⟨

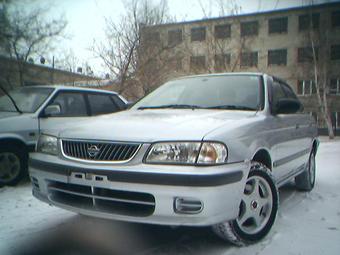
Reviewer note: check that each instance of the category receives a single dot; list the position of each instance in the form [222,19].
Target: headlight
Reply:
[187,153]
[47,144]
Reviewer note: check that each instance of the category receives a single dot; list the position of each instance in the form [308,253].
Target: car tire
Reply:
[306,180]
[13,164]
[258,209]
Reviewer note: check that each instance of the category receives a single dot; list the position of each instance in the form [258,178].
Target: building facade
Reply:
[283,43]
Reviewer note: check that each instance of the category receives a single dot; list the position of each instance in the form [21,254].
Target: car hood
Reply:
[155,125]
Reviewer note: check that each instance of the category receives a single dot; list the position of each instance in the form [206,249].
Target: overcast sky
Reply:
[86,18]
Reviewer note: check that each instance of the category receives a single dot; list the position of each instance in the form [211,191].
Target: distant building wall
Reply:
[37,74]
[272,42]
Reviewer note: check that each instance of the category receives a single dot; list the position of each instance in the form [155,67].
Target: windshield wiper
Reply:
[172,106]
[11,98]
[232,107]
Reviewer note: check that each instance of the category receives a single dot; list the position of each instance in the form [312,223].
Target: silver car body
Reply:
[287,138]
[25,127]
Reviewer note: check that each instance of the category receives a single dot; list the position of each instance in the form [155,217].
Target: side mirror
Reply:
[287,105]
[52,110]
[129,104]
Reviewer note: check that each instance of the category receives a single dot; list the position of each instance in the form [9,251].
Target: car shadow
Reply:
[87,235]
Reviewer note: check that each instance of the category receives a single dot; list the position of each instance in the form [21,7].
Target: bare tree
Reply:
[27,33]
[119,52]
[318,43]
[67,60]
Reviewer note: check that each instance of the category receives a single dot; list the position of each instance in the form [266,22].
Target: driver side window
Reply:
[71,104]
[278,93]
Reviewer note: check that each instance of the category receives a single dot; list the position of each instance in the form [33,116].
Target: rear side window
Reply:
[101,104]
[72,104]
[288,91]
[278,92]
[119,102]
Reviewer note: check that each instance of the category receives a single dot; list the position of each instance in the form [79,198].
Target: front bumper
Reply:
[139,192]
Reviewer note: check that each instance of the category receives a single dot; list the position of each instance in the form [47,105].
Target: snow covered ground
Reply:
[307,223]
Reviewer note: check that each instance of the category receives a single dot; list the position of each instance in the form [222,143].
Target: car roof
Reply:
[221,74]
[72,88]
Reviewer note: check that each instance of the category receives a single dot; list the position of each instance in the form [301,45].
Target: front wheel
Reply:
[13,165]
[257,212]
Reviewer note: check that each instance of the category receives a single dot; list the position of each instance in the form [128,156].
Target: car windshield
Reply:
[235,92]
[27,99]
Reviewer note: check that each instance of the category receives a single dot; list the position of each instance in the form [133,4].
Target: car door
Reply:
[73,110]
[286,136]
[302,135]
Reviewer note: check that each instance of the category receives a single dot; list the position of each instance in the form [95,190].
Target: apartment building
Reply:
[277,42]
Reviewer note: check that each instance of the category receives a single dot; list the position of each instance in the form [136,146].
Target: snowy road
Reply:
[307,223]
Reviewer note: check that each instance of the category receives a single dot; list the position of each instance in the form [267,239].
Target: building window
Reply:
[277,57]
[249,28]
[278,25]
[308,21]
[335,118]
[335,52]
[315,116]
[197,63]
[174,37]
[222,31]
[249,59]
[306,87]
[179,64]
[336,19]
[306,54]
[222,61]
[198,34]
[152,37]
[334,88]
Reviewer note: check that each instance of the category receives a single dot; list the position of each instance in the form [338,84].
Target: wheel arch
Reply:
[263,156]
[315,145]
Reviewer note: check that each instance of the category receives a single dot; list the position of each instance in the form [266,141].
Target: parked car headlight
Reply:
[47,144]
[187,153]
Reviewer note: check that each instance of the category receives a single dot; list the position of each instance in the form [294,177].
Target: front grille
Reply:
[99,151]
[102,199]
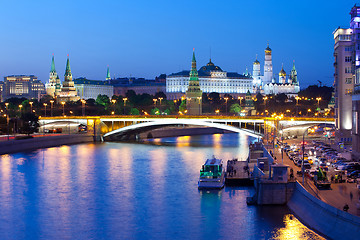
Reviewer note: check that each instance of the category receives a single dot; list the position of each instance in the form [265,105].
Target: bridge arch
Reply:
[138,127]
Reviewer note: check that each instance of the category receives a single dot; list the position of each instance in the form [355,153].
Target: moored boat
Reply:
[212,174]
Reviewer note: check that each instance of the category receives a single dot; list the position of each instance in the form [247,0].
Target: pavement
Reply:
[337,196]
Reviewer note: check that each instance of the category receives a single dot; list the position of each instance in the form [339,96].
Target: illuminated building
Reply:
[346,53]
[27,86]
[352,52]
[68,90]
[53,87]
[267,84]
[211,79]
[92,88]
[193,93]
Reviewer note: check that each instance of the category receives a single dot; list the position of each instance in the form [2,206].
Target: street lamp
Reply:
[83,102]
[51,106]
[124,99]
[318,99]
[240,98]
[45,104]
[7,119]
[113,101]
[63,103]
[199,98]
[226,98]
[31,106]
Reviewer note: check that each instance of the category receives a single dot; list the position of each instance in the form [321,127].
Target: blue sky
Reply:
[146,38]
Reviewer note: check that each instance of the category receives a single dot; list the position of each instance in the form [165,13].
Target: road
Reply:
[337,196]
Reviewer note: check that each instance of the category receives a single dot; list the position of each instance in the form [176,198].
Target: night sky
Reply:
[146,38]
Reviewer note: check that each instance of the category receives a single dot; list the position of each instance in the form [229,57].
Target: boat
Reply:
[212,174]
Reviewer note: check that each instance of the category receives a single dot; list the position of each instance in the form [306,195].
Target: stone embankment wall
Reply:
[323,218]
[175,132]
[14,146]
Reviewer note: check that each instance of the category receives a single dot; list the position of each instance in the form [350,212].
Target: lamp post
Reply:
[7,119]
[318,99]
[45,104]
[63,103]
[226,98]
[199,99]
[31,106]
[51,106]
[113,101]
[83,102]
[124,99]
[240,99]
[302,163]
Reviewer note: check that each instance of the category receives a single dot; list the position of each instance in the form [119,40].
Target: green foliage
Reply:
[134,111]
[103,100]
[155,111]
[167,111]
[182,106]
[235,108]
[30,123]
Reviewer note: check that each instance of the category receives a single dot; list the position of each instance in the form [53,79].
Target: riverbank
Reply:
[21,145]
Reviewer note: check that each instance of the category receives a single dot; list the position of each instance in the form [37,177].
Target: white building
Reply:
[211,79]
[266,84]
[92,88]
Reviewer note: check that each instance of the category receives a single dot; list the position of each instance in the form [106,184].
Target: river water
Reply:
[133,191]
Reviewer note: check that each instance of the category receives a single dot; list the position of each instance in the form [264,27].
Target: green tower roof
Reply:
[68,70]
[108,74]
[52,65]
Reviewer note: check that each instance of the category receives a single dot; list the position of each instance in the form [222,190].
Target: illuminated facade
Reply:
[211,79]
[267,84]
[194,93]
[346,53]
[68,91]
[53,86]
[355,56]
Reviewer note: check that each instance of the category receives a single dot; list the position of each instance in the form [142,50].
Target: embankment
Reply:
[322,217]
[176,132]
[14,146]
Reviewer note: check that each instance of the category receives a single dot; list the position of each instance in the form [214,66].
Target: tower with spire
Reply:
[194,93]
[68,90]
[108,78]
[293,76]
[268,72]
[51,84]
[282,75]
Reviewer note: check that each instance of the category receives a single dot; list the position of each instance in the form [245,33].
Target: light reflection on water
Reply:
[133,191]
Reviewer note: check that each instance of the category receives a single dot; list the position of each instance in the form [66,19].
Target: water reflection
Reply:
[132,191]
[294,229]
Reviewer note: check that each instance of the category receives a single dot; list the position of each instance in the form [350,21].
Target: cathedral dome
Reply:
[282,72]
[210,67]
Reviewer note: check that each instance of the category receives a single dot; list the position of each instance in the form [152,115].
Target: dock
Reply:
[238,173]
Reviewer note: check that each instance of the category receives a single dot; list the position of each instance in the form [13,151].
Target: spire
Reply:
[193,72]
[53,65]
[68,70]
[193,62]
[108,74]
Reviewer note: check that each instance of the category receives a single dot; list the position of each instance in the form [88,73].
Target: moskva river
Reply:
[141,191]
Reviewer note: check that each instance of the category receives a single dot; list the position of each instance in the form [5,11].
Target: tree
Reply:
[155,111]
[134,111]
[30,123]
[182,106]
[235,108]
[103,100]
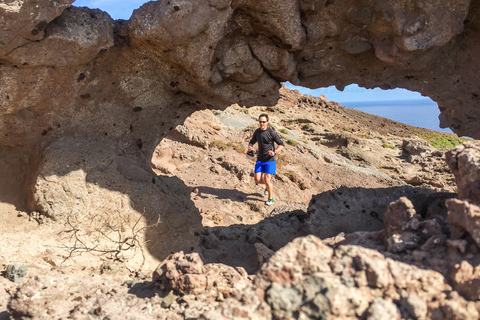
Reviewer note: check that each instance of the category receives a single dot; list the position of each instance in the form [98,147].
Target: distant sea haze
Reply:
[421,113]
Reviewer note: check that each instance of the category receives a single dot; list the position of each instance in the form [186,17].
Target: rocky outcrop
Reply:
[75,72]
[187,275]
[464,162]
[307,279]
[358,209]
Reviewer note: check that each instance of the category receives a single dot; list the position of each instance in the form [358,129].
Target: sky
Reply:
[117,9]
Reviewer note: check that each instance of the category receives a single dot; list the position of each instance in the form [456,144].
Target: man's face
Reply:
[263,123]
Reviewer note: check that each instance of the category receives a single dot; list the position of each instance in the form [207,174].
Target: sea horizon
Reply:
[422,113]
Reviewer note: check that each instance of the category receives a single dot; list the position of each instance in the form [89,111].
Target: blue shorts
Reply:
[269,167]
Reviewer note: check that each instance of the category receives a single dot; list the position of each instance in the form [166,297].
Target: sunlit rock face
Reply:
[74,72]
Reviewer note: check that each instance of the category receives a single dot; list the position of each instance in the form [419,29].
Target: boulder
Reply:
[464,161]
[186,274]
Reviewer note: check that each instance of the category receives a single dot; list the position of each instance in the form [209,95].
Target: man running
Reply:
[265,166]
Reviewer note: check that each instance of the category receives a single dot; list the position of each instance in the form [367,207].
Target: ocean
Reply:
[421,113]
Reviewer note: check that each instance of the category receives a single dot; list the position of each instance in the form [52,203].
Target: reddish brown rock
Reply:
[464,161]
[465,216]
[398,214]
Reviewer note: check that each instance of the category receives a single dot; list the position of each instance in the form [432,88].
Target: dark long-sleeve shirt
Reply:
[266,141]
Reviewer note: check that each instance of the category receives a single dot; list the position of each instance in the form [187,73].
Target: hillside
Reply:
[330,151]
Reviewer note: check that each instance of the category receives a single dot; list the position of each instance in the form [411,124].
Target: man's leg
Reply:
[259,178]
[268,185]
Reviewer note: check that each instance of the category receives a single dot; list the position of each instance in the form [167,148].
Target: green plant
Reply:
[440,140]
[386,145]
[292,142]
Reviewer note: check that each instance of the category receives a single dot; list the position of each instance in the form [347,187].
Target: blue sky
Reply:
[122,9]
[117,9]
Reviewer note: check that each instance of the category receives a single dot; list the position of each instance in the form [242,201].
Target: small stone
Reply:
[16,272]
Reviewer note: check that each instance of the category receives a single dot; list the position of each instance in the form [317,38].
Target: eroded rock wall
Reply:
[72,77]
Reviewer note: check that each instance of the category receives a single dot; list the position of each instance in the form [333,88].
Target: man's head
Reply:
[263,121]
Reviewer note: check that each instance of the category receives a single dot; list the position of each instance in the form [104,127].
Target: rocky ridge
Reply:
[415,256]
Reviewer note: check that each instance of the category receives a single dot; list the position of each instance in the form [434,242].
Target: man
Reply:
[265,166]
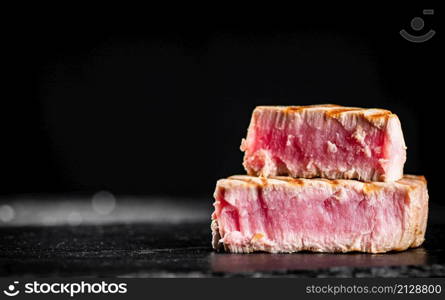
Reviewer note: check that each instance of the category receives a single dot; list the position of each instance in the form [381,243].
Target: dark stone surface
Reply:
[183,249]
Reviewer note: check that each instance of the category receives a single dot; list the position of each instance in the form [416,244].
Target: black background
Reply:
[148,102]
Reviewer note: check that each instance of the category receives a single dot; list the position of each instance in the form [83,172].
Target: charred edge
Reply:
[292,109]
[336,112]
[371,187]
[289,180]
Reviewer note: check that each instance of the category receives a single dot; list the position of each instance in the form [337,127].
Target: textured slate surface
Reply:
[183,249]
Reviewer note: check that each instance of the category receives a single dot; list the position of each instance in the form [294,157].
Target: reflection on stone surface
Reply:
[223,262]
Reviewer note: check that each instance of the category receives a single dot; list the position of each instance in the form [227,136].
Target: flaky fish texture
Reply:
[328,141]
[282,214]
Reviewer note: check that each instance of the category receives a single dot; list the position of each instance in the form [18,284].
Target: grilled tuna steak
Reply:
[281,214]
[328,141]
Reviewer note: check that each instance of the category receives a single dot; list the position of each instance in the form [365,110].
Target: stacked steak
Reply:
[322,178]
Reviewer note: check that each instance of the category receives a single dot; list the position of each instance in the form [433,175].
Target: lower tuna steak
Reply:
[326,141]
[282,214]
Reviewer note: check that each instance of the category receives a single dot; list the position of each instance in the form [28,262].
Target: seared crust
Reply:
[376,116]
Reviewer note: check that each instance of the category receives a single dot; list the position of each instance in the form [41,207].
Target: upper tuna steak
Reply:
[327,141]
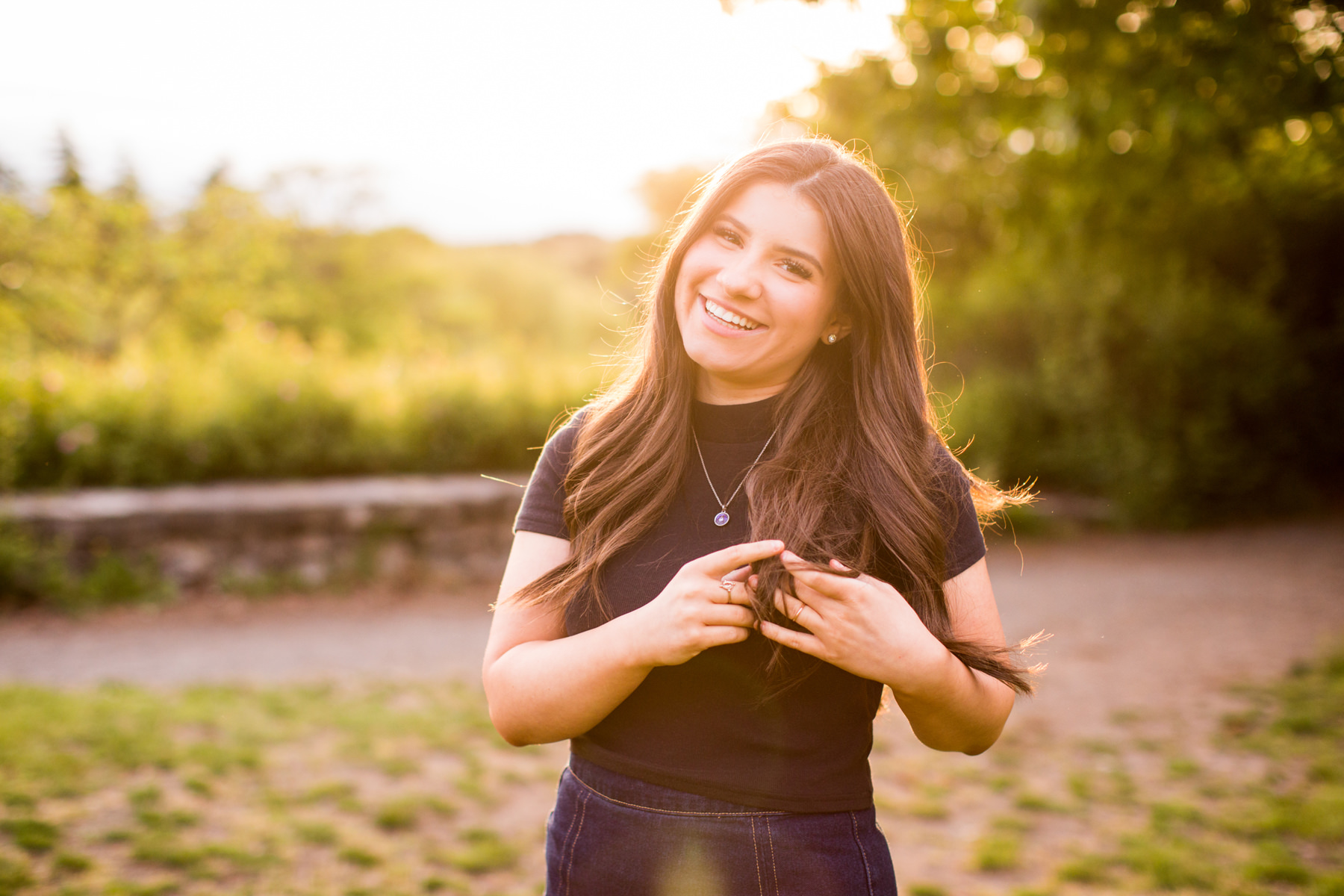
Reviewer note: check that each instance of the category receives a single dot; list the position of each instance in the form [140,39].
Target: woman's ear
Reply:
[839,327]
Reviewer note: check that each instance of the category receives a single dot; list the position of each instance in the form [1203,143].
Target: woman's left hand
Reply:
[860,625]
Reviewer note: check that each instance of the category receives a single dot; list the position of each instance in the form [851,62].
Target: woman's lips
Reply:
[727,319]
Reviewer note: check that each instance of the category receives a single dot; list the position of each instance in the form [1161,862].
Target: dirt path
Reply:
[1137,620]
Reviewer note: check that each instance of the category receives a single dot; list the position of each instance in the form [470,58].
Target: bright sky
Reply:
[473,120]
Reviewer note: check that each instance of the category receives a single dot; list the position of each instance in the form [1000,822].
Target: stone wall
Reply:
[276,535]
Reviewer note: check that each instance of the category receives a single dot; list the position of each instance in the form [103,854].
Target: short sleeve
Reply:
[544,503]
[965,543]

⟩

Task to carry out: Rewrite the data from the line containing "the form [1000,822]." through the end of the data, inclusive, copying every line but shifting each answer coordinate up by 98 and leaving all other numbers unchanged.

Finished answer:
Reviewer note: check that each instance of the category receives a single dot; list the position of each instance in the form [1000,822].
Target: stone wall
Reply:
[374,633]
Reviewer note: check that each instance of the category receives a single dot; list the position of each instance in the form [103,854].
Target: short sleeve
Reply:
[642,601]
[1063,641]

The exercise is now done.